START RECORDED INFORMATION
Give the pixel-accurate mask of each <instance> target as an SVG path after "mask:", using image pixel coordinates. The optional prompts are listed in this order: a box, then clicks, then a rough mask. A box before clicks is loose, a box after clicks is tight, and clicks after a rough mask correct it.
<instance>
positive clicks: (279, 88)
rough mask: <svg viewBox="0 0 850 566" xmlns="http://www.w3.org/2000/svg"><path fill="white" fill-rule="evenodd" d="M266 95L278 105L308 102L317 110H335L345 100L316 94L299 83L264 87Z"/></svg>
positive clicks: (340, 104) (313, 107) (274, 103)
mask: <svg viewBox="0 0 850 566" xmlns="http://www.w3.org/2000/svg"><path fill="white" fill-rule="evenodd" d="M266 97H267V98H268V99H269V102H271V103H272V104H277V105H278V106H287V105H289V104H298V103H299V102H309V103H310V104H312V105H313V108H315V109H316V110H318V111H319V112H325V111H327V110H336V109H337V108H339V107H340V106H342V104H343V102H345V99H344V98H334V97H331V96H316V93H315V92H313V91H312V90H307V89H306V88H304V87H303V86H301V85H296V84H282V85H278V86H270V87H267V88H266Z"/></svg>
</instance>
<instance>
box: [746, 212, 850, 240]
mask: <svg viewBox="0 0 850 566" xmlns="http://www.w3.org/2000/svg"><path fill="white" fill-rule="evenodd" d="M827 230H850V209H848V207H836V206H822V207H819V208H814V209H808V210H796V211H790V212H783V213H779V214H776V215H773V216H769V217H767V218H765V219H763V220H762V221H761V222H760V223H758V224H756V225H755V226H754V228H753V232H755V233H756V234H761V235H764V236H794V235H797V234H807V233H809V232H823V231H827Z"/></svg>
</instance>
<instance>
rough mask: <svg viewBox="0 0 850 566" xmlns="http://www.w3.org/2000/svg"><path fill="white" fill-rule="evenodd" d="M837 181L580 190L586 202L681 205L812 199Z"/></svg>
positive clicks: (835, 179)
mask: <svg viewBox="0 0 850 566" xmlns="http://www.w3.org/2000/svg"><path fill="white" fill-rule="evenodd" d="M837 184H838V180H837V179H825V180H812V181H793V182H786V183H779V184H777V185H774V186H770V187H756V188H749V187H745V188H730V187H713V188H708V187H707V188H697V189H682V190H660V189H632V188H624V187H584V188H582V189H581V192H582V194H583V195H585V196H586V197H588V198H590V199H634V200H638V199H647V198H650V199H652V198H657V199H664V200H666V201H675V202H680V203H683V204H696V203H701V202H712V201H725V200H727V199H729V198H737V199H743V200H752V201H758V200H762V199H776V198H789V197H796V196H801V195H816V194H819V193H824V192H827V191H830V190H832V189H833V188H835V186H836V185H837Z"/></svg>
END RECORDED INFORMATION
THE TASK: Nothing but the lines from the start of the data above through the line with "95L278 105L308 102L317" should appear in your answer, copied exactly.

TASK RESULT:
Give the pixel-accurate mask of each <instance> target as an SVG path after "mask:", using image pixel coordinates. The optional prompts are listed in this order: a box, then clicks, then a rough mask. A box before clicks is loose, a box after clicks is tight, and clicks after a rough mask correct it.
<instance>
positive clicks: (279, 88)
rough mask: <svg viewBox="0 0 850 566" xmlns="http://www.w3.org/2000/svg"><path fill="white" fill-rule="evenodd" d="M266 95L278 105L308 102L317 110H335L345 100L316 94L299 83L264 87Z"/></svg>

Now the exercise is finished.